++++ Text shown ++++

Making this homemade seasoned salt is very simple. Yes, you could dry all your own herbs like me, but it’s much easier to purchase and use bulk dried herbs.
I have a jar of seasoned salt that I use for most everything. From chicken to pork, hamburgers, and fresh-cut fries, there’s not much I don’t use it on. I’ve bought seasoned salt in the past, but they are heavy on the salt and lacking in flavor. I dry my own herbs, so this was easy to make.
Start With the Herbs
You can make your homemade seasoned salt with most any herbs, but coming up with a good blend is a little more difficult. Here is a list of the herbs that I use in my blend:
- Paprika (I had red bell pepper that I sued for this)
- Turmeric Powder
- Salt (I used celery salt)
- Sugar (or a sugar substitute)
- Corn Meal or Grits
- Lemon Peel (or an alternative, listed below)
Of course, you can use other herbs like dried basil or oregano, but this blend is more universal and can be used for more things.

++++ Recorded information ++++

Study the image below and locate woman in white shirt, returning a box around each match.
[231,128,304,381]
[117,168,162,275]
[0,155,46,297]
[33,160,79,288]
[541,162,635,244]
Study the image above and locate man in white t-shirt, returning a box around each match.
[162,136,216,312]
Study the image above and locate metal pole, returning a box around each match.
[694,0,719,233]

++++
++++ Recorded information ++++

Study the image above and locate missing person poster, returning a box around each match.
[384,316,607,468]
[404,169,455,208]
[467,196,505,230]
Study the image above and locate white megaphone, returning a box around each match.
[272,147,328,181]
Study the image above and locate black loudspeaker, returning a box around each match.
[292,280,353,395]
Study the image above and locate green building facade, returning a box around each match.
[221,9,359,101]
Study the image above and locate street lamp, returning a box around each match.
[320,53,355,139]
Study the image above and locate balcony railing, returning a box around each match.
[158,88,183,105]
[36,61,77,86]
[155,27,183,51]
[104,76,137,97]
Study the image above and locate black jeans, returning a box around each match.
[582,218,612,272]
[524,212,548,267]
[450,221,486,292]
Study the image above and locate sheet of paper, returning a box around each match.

++++
++++ Recorded information ++++

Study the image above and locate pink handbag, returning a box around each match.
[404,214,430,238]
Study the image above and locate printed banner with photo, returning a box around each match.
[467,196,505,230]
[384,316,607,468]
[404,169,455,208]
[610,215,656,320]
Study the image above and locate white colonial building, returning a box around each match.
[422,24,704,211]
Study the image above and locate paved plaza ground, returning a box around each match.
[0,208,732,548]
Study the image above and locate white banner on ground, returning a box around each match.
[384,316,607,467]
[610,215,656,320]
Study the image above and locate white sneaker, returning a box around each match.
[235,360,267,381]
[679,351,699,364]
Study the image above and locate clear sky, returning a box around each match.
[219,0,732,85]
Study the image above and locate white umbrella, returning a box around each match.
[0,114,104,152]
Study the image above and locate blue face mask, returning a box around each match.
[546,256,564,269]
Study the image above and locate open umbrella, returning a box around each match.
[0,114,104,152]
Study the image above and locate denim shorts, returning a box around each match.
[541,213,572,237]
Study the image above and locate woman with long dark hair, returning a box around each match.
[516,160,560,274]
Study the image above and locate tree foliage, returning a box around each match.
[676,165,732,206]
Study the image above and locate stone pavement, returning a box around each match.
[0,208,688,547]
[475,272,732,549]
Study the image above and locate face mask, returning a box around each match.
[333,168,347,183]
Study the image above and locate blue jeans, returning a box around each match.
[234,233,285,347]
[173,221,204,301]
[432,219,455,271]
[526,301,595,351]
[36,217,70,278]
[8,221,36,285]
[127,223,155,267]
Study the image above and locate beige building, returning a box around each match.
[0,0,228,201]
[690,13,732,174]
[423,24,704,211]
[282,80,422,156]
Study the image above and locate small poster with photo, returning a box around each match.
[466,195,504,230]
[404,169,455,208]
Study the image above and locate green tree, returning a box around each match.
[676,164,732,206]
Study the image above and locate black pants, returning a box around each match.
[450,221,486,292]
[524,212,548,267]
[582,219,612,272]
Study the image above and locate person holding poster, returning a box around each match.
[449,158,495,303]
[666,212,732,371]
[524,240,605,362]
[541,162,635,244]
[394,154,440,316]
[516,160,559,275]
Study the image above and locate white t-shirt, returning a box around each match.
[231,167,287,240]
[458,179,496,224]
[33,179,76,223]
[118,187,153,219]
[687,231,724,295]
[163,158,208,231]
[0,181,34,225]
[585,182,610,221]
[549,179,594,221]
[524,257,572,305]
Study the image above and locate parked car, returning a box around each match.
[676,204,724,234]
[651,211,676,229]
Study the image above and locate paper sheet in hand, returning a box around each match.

++++

**Task to carry out**
Return the full seasoned salt text word for word, with nothing changed. The data is separate from the seasoned salt text and isn't related to it.

**Solution**
Making this homemade seasoned salt is very simple. Yes, you could dry all your own herbs like me, but it’s much easier to purchase and use bulk dried herbs.
I have a jar of seasoned salt that I use for most everything. From chicken to pork, hamburgers, and fresh-cut fries, there’s not much I don’t use it on. I’ve bought seasoned salt in the past, but they are heavy on the salt and lacking in flavor. I dry my own herbs, so this was easy to make.
Start With the Herbs
You can make your homemade seasoned salt with most any herbs, but coming up with a good blend is a little more difficult. Here is a list of the herbs that I use in my blend:
- Paprika (I had red bell pepper that I sued for this)
- Turmeric Powder
- Salt (I used celery salt)
- Sugar (or a sugar substitute)
- Corn Meal or Grits
- Lemon Peel (or an alternative, listed below)
Of course, you can use other herbs like dried basil or oregano, but this blend is more universal and can be used for more things.